(Text block Opens)

Office: Mathematical Sciences Building 5.06
Open position: I will be advertising a 5 year PDRA to work on analysis of chromosome dynamics and architecture in human eggs soon.
Teaching Responsibilities 2019/20:
Tutees: Office hours Thursday 2-3pm (primarily for 3rd, 4th years but all welcome).
My main interests are in using mathematics and statistical methods to understand biological and medical phenomena. My main focus is reverse engineering/model inference - fitting a biological or biophysically motivated model to experimental data to infer the model parameters and answer mechanistic hypotheses directly from the data. This can be challenging, primarily because the fitted model must be both simple enough to fit to data but also encompass sufficient realism that it is informative. I typically use Bayesian techniques within a Markov chain Monte Carlo (MCMC) framework which have the advantage of estimating parameter confidence, propagate noise to the parameter estimates, and have a powerful model selection framework which can be used to formulate and address biological hypotheses. I have used such techniques in gene regulatory network inference, immunological synapse patternation, chromosome movements during cell division and DNA replication. I currently have projects on the dynamics (congression) of replicated chromosomes during cell division (BBSRC funded), kinetochore conformation dynamics (Leverhulme Trust funded), cytokinesis and microtubule dynamics. Other projects include enhancing photosynthesis by modelling potential designs (BBSRC/NSF funded), and analysing single particle tracking data to infer the protein environment in the cell membrane. I work with a number of experts in the medical school who challenge me and these methods with excellent data from their latest top of the range microscopes (light sheet, super-resolution)!
Main methods: developing biophysically motivated models, stochastic models, Markov chain Monte Carlo (MCMC) algorithms, model selection, dynamical systems, PDEs, Monte Carlo simulations, perturbation theory .
For more information see my pages on the Zeeman Institute website.
Research income. I am funded currently by BBSRC, the Leverhulme Trust and the Wellcome Trust. I have also received EPSRC grants in the past.

(Text block Closes)

Work instructions:
Repeat word for word the part of the research profile that opens with "Office: Mathematical Sciences" and closes with "human eggs soon.".

(Data extract Opens)

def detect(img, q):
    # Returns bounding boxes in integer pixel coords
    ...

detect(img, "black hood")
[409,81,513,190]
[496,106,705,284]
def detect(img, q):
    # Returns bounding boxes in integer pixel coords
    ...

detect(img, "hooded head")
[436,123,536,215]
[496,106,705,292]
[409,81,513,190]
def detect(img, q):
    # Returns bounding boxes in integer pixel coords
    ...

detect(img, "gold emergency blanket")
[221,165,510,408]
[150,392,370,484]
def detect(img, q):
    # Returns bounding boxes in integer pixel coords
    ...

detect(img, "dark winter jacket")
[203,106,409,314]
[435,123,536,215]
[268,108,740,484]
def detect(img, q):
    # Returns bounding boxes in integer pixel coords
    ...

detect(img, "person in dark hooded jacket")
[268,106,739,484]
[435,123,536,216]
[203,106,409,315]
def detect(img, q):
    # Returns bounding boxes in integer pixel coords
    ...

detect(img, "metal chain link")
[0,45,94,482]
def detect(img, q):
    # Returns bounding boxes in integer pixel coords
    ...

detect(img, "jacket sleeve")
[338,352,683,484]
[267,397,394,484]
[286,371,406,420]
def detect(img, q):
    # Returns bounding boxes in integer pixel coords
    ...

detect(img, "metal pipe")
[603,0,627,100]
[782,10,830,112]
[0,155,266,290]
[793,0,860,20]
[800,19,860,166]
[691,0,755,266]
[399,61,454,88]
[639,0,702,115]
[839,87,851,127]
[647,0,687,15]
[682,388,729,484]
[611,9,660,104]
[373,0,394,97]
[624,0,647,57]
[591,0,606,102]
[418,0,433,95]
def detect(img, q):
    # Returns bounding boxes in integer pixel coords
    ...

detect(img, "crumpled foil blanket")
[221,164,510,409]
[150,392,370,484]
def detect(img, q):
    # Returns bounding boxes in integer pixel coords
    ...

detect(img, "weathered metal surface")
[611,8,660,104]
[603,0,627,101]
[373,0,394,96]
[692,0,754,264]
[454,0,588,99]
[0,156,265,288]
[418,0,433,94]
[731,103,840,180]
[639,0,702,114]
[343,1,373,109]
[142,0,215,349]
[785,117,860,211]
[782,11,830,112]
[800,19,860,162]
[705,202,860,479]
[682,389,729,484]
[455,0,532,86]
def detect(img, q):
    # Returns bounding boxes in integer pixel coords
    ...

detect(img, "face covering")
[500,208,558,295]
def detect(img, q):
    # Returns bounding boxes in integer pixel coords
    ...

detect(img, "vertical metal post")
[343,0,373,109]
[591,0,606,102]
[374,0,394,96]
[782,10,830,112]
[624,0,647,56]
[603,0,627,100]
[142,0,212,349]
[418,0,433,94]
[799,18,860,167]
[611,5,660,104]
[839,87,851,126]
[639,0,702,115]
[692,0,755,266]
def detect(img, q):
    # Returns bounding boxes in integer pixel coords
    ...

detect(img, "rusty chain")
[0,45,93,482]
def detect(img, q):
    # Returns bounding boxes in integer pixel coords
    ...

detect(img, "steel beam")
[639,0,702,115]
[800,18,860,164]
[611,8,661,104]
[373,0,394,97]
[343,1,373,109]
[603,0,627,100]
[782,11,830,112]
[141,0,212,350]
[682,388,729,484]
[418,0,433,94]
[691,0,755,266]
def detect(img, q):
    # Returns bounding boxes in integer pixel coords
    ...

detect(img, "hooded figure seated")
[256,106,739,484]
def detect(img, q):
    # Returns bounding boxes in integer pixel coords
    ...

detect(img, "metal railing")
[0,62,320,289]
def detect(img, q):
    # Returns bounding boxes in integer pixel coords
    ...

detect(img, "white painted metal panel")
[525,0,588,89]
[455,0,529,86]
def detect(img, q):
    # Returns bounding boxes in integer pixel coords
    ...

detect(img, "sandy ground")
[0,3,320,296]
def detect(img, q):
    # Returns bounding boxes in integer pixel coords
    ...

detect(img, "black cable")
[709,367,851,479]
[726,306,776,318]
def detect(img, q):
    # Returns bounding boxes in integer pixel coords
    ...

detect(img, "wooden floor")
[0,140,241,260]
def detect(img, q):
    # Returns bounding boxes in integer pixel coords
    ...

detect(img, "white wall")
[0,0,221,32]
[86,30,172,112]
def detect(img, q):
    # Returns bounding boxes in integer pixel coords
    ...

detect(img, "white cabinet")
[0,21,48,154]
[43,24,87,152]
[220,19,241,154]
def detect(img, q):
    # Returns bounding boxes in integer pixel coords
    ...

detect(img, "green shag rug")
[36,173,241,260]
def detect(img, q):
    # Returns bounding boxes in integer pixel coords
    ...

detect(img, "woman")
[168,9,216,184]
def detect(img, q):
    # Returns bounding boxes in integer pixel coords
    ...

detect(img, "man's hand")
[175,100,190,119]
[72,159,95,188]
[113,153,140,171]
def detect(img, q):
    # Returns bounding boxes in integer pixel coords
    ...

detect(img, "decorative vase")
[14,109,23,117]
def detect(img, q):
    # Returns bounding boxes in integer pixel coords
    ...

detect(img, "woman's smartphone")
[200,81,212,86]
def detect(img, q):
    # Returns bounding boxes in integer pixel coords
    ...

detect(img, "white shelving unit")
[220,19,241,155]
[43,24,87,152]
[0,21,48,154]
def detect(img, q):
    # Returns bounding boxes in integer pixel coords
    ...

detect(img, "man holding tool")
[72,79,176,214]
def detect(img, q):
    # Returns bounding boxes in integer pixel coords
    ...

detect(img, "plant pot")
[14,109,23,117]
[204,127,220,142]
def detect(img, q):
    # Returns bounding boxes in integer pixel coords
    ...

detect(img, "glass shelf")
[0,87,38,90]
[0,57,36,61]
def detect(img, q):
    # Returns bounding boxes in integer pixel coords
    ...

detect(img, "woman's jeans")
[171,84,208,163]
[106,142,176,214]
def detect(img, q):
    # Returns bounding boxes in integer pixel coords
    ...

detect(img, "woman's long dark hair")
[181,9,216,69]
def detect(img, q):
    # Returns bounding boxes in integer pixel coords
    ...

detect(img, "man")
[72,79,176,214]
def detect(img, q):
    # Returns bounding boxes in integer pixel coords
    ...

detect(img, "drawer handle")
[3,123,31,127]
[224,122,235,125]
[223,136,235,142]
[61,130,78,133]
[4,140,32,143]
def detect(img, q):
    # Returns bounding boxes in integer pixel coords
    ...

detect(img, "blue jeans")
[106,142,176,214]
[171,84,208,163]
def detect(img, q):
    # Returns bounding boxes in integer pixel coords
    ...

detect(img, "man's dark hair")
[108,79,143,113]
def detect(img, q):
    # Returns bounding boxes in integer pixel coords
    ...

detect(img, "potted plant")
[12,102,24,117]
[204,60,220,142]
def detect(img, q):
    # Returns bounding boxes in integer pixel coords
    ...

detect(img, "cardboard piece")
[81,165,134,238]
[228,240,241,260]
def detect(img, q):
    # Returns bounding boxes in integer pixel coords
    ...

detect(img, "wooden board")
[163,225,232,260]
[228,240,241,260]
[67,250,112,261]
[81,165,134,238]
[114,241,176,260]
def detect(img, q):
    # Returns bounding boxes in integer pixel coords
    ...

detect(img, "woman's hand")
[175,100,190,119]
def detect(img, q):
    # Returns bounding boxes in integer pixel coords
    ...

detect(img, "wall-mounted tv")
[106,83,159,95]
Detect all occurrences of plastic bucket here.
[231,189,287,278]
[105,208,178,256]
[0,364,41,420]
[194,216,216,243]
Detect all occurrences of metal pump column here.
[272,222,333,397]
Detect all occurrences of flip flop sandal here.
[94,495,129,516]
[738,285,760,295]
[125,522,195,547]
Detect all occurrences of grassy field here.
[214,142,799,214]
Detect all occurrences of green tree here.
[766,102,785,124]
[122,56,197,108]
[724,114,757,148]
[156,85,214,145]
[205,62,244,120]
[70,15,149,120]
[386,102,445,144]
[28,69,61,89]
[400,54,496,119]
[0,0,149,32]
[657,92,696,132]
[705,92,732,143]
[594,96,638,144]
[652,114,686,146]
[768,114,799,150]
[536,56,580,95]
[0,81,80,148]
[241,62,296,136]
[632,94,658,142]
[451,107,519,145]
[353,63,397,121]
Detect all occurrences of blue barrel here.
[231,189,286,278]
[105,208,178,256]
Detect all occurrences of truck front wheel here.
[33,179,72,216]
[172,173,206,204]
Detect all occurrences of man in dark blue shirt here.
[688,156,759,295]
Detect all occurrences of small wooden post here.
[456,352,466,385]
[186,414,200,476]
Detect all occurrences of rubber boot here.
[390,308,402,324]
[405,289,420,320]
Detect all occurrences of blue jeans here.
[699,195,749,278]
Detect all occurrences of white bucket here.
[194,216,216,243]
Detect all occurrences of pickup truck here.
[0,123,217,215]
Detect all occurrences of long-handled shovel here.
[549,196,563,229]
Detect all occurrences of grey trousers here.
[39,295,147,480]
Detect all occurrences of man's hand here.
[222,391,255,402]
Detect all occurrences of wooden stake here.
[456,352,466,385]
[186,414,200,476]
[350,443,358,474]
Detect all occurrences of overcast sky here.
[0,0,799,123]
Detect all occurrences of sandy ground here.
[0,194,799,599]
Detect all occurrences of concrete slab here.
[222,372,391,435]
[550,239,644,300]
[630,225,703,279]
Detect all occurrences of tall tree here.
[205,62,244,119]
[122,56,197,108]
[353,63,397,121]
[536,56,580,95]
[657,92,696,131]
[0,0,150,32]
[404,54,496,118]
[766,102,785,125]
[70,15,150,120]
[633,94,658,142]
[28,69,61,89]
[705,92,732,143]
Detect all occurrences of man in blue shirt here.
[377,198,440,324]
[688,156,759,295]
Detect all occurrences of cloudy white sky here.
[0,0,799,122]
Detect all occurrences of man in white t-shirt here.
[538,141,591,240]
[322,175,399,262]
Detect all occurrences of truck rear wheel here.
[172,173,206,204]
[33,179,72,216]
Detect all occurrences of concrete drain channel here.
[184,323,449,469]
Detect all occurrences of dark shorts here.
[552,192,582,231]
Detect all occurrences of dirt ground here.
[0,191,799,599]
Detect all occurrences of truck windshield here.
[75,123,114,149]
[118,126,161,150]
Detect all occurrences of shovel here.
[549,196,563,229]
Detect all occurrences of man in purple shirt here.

(Data extract Closes)

Output below:
Office: Mathematical Sciences Building 5.06
Open position: I will be advertising a 5 year PDRA to work on analysis of chromosome dynamics and architecture in human eggs soon.